Excerpts from a dataset:
+++++
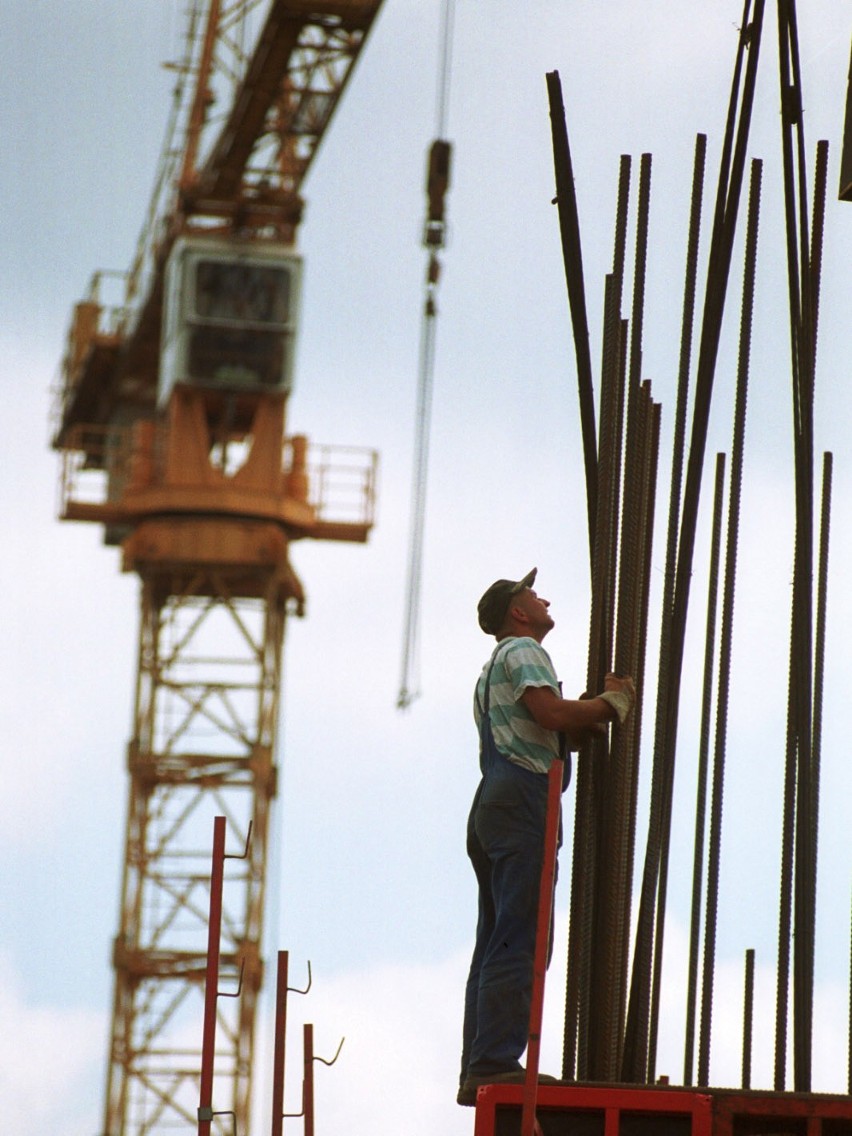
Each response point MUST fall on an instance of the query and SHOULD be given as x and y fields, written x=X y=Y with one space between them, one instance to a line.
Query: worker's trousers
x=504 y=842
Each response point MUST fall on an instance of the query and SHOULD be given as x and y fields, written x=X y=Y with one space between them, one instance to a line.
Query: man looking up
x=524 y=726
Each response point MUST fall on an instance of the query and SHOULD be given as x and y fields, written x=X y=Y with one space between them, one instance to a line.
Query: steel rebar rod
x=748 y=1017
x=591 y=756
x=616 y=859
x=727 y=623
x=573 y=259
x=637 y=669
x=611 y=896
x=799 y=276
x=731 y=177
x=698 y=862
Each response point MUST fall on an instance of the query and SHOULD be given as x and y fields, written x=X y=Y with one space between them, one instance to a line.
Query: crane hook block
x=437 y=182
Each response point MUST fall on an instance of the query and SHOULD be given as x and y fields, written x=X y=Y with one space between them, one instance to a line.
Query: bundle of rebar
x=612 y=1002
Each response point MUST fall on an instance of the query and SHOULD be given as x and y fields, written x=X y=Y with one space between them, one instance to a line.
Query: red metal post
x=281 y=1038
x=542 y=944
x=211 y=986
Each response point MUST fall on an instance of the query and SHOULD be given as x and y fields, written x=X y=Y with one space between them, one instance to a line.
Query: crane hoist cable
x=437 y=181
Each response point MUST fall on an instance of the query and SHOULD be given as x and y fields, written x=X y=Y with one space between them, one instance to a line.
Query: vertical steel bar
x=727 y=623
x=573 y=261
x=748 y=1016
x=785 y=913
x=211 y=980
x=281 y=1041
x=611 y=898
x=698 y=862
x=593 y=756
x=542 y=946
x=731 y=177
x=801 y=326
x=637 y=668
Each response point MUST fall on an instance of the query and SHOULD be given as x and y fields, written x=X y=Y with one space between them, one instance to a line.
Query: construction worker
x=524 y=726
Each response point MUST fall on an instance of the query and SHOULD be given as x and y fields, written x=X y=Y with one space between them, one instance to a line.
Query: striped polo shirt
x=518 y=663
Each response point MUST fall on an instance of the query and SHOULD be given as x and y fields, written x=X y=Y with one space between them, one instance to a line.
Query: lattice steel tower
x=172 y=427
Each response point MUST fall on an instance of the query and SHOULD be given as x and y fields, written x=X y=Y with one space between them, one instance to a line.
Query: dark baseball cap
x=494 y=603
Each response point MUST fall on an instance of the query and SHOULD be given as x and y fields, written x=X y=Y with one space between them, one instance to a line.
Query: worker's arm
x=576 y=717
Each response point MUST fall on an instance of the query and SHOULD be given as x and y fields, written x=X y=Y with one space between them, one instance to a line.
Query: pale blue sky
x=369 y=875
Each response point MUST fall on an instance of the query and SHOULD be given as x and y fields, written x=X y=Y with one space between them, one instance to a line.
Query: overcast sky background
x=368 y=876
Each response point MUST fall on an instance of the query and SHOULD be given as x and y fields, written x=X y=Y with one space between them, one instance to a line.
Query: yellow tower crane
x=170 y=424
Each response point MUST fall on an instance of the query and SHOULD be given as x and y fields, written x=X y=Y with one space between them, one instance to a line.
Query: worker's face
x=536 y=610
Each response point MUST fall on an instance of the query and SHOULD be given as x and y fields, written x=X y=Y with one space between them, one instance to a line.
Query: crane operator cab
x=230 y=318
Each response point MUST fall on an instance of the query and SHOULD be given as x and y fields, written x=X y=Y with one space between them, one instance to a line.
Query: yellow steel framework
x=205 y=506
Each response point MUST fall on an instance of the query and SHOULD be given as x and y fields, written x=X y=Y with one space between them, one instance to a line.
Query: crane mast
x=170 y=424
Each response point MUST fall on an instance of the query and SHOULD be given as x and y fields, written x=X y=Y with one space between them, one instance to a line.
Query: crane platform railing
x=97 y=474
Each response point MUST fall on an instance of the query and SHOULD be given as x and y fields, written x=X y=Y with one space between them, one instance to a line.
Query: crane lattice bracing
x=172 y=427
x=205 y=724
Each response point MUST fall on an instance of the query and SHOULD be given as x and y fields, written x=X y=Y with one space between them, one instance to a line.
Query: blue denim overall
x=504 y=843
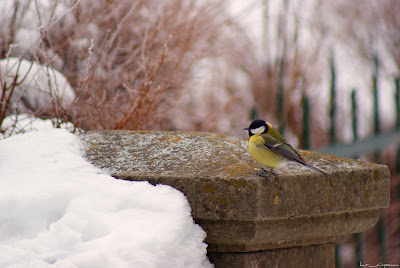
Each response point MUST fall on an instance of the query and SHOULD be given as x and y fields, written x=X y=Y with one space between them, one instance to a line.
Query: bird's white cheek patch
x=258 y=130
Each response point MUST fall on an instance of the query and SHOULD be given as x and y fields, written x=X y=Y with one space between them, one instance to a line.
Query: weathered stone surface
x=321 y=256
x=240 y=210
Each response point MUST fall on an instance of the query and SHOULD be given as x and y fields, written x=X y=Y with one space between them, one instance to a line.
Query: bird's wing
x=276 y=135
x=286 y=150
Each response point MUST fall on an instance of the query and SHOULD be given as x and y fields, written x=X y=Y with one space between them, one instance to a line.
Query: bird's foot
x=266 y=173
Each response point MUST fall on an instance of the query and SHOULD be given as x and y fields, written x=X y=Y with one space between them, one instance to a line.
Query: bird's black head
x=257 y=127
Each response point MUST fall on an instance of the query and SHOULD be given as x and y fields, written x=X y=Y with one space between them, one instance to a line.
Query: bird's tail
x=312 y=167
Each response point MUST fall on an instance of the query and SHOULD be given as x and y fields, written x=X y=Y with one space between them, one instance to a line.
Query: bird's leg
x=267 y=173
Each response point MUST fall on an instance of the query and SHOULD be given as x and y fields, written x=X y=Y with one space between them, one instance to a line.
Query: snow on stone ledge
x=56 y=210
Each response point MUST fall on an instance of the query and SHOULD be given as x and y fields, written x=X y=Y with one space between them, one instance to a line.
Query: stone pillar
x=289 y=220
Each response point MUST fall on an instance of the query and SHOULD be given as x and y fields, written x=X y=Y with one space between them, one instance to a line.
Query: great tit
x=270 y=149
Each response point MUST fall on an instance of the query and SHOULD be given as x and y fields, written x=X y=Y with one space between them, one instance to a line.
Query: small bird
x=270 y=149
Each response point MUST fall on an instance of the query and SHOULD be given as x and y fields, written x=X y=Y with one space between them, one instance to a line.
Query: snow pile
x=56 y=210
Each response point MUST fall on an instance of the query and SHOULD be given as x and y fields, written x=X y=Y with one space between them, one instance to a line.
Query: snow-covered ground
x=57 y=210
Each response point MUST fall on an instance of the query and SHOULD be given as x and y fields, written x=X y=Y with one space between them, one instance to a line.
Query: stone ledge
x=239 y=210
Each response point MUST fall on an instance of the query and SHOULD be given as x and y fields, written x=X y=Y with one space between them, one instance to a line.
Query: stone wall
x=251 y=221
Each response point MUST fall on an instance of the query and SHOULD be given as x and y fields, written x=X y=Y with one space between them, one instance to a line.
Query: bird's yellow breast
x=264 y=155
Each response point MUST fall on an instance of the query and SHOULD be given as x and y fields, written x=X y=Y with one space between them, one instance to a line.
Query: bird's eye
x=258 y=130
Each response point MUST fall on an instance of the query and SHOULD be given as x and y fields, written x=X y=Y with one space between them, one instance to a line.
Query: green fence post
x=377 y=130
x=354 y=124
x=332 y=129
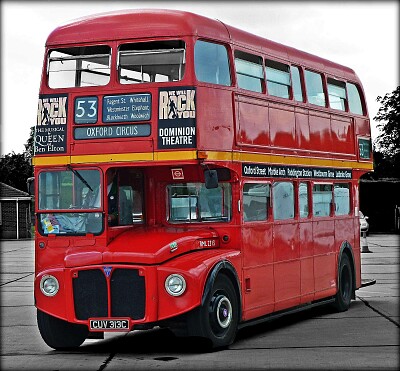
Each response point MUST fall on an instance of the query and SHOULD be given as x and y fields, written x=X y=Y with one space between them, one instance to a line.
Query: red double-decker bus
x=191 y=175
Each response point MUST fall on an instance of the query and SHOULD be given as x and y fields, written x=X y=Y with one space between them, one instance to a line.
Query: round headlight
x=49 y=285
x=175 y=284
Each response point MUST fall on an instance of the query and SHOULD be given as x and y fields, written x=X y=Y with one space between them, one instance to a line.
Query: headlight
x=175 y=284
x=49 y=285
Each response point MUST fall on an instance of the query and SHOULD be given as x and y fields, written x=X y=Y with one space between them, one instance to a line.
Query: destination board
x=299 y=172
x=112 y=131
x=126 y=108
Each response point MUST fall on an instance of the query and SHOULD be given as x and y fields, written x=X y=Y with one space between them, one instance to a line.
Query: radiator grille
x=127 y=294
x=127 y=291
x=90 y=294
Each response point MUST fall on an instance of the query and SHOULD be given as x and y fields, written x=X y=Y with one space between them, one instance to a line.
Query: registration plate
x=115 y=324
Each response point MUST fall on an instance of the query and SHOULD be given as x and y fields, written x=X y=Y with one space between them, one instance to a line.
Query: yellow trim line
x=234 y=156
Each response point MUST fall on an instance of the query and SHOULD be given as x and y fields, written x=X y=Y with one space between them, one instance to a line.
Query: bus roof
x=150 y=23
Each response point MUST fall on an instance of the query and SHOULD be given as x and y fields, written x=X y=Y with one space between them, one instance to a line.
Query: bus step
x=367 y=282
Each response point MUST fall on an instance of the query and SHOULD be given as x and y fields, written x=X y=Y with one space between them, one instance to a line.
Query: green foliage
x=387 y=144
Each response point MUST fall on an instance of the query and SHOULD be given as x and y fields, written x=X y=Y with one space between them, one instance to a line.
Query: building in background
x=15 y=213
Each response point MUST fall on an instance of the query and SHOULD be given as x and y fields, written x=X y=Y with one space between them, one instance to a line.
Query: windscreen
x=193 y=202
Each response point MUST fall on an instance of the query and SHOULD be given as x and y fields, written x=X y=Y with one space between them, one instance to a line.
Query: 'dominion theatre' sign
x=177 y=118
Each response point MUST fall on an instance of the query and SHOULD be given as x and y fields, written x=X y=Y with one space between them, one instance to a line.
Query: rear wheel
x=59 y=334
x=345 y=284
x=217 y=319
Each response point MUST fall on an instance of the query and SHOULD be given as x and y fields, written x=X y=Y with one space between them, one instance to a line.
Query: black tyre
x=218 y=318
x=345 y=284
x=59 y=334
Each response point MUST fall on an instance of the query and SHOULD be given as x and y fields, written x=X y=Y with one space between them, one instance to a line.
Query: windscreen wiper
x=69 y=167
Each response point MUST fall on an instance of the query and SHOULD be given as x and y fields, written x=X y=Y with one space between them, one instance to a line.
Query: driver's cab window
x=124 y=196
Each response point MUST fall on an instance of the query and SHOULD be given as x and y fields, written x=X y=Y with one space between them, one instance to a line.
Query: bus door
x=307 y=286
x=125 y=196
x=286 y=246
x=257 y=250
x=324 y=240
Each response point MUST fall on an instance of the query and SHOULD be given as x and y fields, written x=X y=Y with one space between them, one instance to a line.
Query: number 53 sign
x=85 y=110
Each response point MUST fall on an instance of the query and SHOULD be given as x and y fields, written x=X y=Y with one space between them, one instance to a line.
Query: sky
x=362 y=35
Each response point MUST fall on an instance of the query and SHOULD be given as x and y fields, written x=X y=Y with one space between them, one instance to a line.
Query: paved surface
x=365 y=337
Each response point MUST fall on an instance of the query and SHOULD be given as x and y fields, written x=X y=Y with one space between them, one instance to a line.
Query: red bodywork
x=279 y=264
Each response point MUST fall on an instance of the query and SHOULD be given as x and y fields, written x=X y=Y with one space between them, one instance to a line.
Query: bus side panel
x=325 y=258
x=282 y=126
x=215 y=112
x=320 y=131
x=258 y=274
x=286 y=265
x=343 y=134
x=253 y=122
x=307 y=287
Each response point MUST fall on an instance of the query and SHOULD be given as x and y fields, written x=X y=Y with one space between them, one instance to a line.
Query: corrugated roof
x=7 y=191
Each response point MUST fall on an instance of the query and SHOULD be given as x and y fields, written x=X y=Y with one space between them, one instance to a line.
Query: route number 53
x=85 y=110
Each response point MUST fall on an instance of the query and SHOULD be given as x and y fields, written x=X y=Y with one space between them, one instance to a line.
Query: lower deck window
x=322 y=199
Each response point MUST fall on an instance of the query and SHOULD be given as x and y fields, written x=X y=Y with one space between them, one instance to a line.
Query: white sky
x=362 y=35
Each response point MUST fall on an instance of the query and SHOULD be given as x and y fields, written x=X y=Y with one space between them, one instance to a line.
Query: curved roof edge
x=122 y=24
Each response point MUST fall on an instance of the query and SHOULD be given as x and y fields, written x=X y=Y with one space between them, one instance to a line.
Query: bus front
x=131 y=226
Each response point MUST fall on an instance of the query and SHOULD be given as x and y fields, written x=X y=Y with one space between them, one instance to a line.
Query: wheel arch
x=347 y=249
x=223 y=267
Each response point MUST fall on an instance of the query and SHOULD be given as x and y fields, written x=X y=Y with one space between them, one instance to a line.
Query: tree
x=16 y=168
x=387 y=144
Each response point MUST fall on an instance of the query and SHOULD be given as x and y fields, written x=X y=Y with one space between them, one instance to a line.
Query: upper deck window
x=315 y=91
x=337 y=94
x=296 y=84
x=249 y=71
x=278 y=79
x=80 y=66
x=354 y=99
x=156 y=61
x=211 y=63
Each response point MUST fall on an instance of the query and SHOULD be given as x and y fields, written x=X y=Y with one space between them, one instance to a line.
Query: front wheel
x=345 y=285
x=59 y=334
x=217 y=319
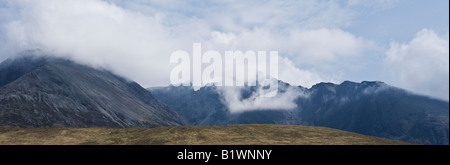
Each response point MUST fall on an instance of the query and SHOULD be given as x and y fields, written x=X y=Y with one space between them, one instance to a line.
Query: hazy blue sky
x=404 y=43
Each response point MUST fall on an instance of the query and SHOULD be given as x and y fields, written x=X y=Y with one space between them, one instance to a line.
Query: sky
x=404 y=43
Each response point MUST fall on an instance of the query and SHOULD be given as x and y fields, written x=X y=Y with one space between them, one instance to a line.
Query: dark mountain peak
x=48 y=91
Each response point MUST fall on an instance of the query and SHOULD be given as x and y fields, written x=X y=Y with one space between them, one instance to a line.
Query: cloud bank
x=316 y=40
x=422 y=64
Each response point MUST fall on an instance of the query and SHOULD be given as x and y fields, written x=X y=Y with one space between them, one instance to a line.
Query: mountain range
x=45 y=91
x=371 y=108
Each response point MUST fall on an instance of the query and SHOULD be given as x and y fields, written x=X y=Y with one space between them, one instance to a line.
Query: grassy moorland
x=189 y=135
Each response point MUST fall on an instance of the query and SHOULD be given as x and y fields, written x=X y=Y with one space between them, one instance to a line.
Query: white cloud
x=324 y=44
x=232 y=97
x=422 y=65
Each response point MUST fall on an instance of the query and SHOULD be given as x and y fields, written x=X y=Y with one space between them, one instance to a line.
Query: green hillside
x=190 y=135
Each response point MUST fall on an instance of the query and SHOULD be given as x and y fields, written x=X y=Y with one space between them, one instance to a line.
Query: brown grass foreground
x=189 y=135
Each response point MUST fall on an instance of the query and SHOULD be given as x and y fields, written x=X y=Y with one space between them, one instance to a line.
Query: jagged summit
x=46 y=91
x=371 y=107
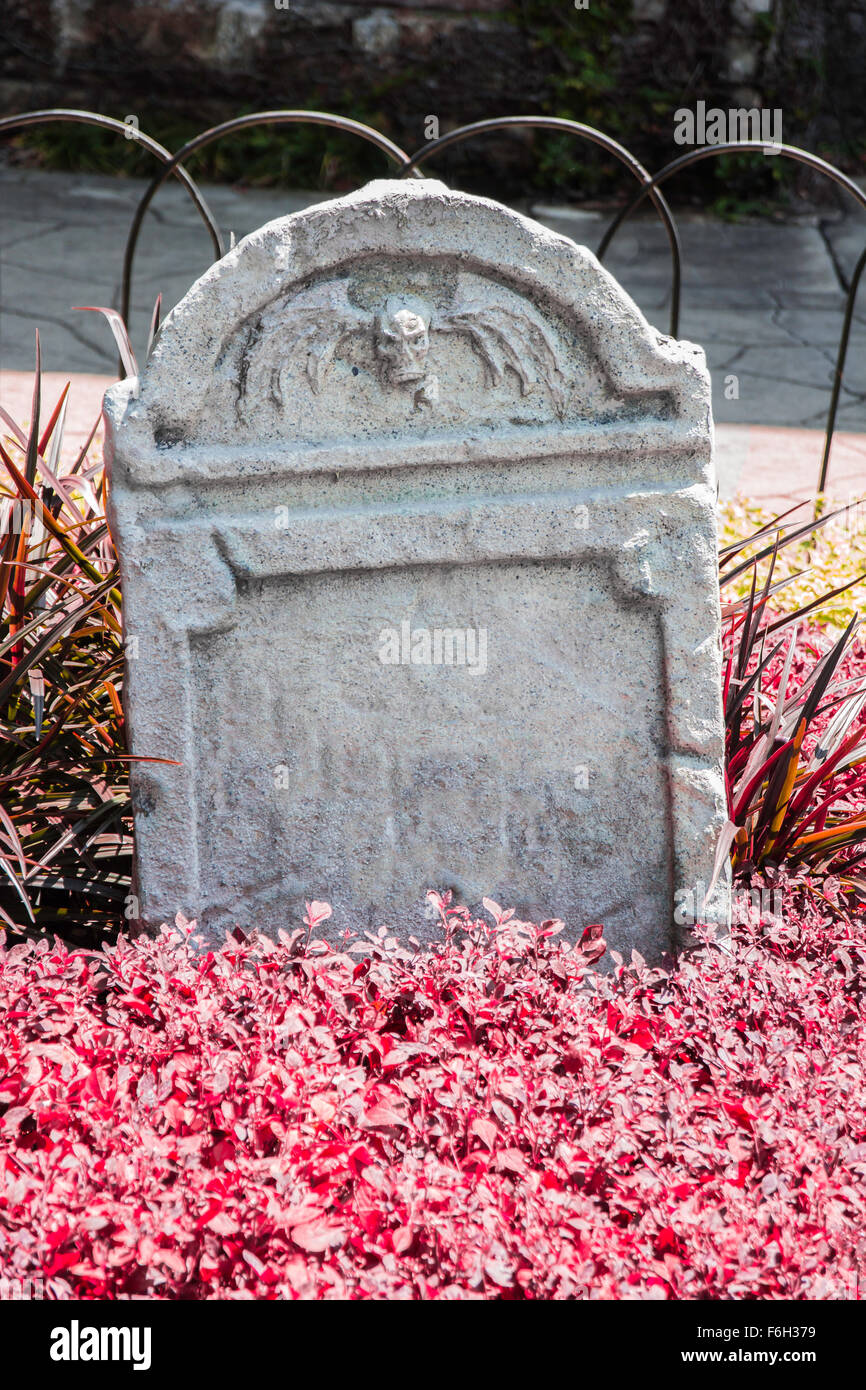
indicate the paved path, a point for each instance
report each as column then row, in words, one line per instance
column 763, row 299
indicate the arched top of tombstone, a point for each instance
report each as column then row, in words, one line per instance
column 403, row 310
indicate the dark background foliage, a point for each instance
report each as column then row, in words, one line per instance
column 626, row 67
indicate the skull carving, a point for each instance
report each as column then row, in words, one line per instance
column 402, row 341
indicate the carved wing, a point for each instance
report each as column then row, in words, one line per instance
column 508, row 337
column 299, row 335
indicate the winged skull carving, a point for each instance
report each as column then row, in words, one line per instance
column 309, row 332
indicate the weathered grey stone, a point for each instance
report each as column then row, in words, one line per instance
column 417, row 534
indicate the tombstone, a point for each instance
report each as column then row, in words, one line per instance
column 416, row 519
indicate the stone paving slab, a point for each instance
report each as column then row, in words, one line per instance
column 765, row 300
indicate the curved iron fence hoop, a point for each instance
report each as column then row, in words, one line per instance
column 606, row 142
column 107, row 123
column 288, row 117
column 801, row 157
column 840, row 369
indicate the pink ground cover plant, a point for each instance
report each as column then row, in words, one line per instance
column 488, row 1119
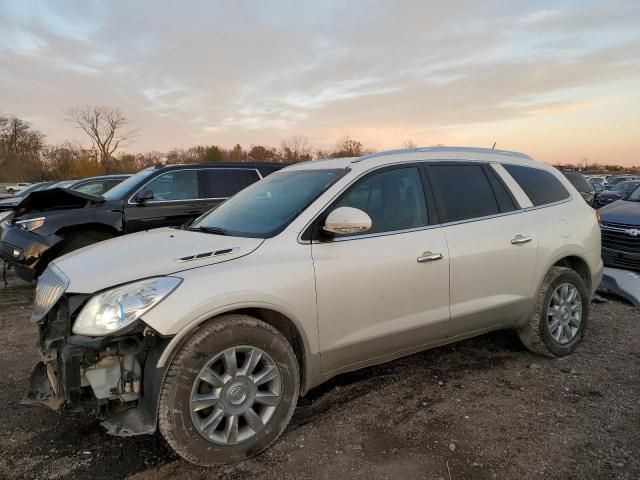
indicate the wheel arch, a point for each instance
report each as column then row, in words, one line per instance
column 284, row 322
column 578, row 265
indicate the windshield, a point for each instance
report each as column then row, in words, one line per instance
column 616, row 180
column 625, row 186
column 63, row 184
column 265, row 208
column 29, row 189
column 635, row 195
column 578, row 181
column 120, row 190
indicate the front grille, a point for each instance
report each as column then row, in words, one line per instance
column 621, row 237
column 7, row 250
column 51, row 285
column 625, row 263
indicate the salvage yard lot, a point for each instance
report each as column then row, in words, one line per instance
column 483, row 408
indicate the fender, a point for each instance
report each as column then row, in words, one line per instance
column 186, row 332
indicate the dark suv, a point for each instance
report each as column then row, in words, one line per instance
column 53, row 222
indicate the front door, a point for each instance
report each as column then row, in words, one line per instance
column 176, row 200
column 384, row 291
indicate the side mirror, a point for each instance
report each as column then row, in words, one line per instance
+++++
_TASK TO CARRY OUT_
Nothing but a number should be given: the count of lines above in which the word "skull" occurs.

_FINISHED TASK_
2